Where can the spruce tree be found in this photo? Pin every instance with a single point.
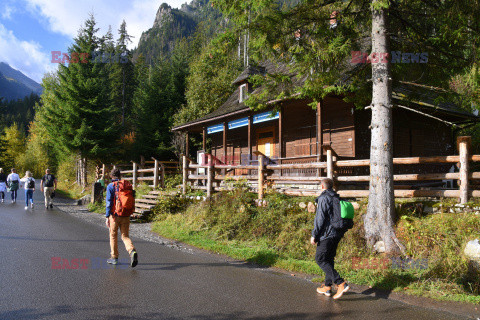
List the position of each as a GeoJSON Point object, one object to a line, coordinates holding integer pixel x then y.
{"type": "Point", "coordinates": [89, 121]}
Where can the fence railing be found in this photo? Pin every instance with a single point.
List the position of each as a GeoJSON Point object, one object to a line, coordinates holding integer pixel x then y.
{"type": "Point", "coordinates": [153, 172]}
{"type": "Point", "coordinates": [263, 174]}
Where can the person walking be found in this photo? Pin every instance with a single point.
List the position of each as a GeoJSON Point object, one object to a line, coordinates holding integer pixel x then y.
{"type": "Point", "coordinates": [13, 183]}
{"type": "Point", "coordinates": [3, 184]}
{"type": "Point", "coordinates": [48, 185]}
{"type": "Point", "coordinates": [326, 238]}
{"type": "Point", "coordinates": [115, 222]}
{"type": "Point", "coordinates": [29, 186]}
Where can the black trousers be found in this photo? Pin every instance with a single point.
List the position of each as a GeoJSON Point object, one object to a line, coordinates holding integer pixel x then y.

# [What you need to do]
Retype all of the items above word for word, leaving out the picture.

# [Response]
Where can the spruce tree be found in this photo? Pin every instance with a single point.
List the position of each as a GeoJSON Point object, one object to a line, coordinates holding integer pixel x then y.
{"type": "Point", "coordinates": [89, 121]}
Where can the fence railing be found in this photo? Pin every instance with a single point.
List the position of each as a GeoJSON Point object, one object to a line, coordinates holding integer pixel x then y.
{"type": "Point", "coordinates": [153, 172]}
{"type": "Point", "coordinates": [263, 174]}
Where can the person walking be found in this photo? Pin every instance with a single point.
List the position of each as a GeoJSON Point object, one object to a line, coordinates holding integer pixel x then y.
{"type": "Point", "coordinates": [13, 183]}
{"type": "Point", "coordinates": [3, 184]}
{"type": "Point", "coordinates": [48, 185]}
{"type": "Point", "coordinates": [326, 238]}
{"type": "Point", "coordinates": [115, 222]}
{"type": "Point", "coordinates": [29, 186]}
Where can the black trousers be found in this photo? Pin every instance with a single point.
List the position of each as a GeoJSON Point object, one object to a line, coordinates holding integer pixel x then y.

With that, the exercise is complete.